-------- RECORDS SUPPLIED --------
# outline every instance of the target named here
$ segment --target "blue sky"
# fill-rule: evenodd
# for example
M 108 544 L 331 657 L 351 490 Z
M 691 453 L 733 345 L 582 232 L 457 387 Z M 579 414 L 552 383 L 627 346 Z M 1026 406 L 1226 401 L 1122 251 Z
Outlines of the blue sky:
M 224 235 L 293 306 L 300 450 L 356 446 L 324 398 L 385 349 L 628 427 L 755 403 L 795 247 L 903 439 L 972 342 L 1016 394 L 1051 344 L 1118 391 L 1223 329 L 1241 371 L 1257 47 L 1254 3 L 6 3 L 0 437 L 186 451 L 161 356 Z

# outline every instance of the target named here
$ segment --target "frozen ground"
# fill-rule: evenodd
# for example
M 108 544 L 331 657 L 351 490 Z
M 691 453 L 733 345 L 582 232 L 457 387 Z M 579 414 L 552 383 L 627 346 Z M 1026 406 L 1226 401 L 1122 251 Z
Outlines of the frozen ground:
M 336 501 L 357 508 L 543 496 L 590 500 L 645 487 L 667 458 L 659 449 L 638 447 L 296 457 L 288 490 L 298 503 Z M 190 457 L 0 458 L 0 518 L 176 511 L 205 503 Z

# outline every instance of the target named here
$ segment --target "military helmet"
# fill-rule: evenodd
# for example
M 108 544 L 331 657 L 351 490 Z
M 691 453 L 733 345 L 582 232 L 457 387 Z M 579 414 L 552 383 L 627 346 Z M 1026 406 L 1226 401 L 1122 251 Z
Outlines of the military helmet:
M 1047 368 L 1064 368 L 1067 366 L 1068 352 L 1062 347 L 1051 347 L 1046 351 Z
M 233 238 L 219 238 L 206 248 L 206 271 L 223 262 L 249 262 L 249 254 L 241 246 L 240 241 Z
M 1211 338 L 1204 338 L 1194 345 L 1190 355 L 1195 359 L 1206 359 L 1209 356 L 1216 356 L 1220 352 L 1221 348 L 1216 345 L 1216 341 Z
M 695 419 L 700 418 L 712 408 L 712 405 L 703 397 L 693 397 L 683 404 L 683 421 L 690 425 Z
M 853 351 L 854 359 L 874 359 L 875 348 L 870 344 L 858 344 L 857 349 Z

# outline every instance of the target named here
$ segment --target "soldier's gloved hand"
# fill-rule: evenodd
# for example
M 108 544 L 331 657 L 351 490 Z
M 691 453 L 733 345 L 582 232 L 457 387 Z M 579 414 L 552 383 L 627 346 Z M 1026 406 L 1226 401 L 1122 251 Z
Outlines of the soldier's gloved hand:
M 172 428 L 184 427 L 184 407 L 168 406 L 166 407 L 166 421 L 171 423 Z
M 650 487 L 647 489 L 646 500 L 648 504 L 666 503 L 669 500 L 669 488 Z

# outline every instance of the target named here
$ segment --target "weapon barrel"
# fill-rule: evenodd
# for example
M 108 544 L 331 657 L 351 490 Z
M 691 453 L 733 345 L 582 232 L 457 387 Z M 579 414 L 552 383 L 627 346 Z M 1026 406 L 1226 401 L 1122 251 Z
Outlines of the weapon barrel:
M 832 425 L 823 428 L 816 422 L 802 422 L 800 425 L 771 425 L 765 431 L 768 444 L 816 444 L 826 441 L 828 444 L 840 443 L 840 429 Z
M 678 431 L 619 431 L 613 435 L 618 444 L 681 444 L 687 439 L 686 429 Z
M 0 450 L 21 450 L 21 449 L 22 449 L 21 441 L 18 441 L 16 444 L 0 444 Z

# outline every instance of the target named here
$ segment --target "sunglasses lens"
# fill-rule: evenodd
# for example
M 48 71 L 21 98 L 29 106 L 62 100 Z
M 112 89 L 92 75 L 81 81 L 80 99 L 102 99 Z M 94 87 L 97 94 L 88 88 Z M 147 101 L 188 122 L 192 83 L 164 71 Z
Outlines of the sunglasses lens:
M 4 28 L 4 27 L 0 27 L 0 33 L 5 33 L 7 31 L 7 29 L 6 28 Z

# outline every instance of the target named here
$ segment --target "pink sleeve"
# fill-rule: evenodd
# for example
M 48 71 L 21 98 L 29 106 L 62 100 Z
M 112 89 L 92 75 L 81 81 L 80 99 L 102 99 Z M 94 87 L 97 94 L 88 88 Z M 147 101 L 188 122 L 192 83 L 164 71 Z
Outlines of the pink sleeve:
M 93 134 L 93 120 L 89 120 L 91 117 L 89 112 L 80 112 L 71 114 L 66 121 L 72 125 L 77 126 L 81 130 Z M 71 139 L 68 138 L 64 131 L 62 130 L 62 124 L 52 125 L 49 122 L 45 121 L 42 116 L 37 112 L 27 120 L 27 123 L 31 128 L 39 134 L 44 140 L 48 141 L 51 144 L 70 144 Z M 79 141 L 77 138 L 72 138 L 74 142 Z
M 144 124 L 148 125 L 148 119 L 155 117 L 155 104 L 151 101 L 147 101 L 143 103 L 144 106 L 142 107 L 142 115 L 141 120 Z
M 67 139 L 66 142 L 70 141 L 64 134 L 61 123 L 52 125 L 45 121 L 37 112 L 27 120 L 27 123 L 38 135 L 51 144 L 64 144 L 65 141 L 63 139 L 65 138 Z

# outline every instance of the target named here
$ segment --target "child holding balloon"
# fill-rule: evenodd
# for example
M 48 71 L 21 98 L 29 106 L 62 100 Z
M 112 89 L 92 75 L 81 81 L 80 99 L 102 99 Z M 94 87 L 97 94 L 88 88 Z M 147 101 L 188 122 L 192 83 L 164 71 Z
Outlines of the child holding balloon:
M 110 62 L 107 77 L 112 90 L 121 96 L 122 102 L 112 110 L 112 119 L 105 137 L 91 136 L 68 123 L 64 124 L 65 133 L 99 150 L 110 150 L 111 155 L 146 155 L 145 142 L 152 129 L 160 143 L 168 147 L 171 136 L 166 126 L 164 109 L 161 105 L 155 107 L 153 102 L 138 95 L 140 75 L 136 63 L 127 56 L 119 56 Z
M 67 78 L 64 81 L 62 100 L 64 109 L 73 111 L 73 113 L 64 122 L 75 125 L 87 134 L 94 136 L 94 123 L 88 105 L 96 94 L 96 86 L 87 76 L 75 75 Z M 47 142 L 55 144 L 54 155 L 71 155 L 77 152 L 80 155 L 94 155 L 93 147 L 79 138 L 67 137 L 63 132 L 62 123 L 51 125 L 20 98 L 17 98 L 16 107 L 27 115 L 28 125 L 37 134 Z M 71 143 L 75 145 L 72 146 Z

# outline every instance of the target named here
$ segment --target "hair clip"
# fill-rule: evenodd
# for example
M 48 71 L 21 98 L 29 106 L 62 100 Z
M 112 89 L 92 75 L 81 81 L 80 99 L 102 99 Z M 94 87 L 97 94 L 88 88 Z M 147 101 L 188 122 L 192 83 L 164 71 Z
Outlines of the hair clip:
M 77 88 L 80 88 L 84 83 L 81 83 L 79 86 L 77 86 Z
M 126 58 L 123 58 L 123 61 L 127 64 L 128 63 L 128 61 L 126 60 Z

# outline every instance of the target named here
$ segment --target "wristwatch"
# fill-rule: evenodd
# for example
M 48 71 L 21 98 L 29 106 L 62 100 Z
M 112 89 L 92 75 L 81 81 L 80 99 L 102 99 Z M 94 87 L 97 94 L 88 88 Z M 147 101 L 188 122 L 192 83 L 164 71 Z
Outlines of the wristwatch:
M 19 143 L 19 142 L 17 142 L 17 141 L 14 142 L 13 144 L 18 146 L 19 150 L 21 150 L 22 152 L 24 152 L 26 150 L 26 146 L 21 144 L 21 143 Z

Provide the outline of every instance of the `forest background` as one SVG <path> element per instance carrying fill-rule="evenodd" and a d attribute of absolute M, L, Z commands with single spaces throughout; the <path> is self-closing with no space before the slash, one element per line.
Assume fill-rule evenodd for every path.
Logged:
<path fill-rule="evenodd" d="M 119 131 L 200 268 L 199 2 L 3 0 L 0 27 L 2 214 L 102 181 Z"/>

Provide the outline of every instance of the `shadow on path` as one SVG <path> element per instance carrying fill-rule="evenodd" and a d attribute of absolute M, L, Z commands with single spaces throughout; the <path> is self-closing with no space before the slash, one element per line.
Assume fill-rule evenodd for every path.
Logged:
--------
**TASK GOAL:** Only the lines containing the word "segment" should be returned from the data above.

**YOUR RESPONSE:**
$ segment --target "blue sky"
$ segment --target "frozen ground"
$ segment --target "military helmet"
$ segment --target "soldier's gloved hand"
$ segment --target "weapon barrel"
$ segment --target "sunglasses lens"
$ segment --target "pink sleeve"
$ segment --target "child holding balloon"
$ segment --target "hair clip"
$ segment --target "wristwatch"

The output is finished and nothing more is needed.